#### Provided material:
______________________________
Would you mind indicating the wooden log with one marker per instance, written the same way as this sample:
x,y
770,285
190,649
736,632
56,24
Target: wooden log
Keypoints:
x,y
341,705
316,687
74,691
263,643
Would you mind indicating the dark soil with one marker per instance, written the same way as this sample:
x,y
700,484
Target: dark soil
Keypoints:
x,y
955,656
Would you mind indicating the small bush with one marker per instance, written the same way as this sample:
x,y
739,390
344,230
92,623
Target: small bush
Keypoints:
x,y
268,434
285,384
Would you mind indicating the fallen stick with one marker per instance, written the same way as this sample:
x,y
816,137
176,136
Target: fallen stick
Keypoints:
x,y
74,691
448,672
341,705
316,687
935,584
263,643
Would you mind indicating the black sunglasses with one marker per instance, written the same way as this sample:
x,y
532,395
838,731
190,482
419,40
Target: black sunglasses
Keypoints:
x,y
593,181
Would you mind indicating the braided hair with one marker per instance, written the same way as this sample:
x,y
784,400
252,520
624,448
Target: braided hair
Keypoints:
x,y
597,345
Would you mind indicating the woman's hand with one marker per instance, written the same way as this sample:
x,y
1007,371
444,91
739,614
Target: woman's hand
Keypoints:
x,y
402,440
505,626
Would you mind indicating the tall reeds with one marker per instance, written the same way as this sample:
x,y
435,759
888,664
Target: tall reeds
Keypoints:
______________________________
#### Required task:
Rewrite the items from the line containing "Would you mind indicating the tall" through the end of the items, with "tall reeds" replaced by "dry grass" and nothing else changed.

#### Full response:
Would you mind indicating the dry grass with one marker per instance, written the same way as this sample:
x,y
435,759
888,664
Target: dry grass
Keypoints:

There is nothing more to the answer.